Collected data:
■ ■ ■ ■ ■ ■ ■

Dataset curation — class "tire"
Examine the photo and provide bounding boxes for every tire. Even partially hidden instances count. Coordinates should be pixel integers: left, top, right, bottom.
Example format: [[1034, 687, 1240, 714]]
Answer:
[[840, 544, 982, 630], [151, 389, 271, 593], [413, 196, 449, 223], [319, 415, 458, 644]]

■ ■ ■ ■ ■ ■ ■

--- Written task ---
Reproduce every line of the material above verbatim.

--- Final answer ---
Dataset curation — class "tire"
Examine the photo and provide bounding boxes for every tire. Even partially hidden instances count. Coordinates should be pixel integers: left, top, right, bottom.
Example format: [[1034, 687, 1240, 714]]
Answer:
[[840, 544, 982, 630], [151, 389, 271, 593], [413, 196, 449, 223], [319, 415, 458, 644]]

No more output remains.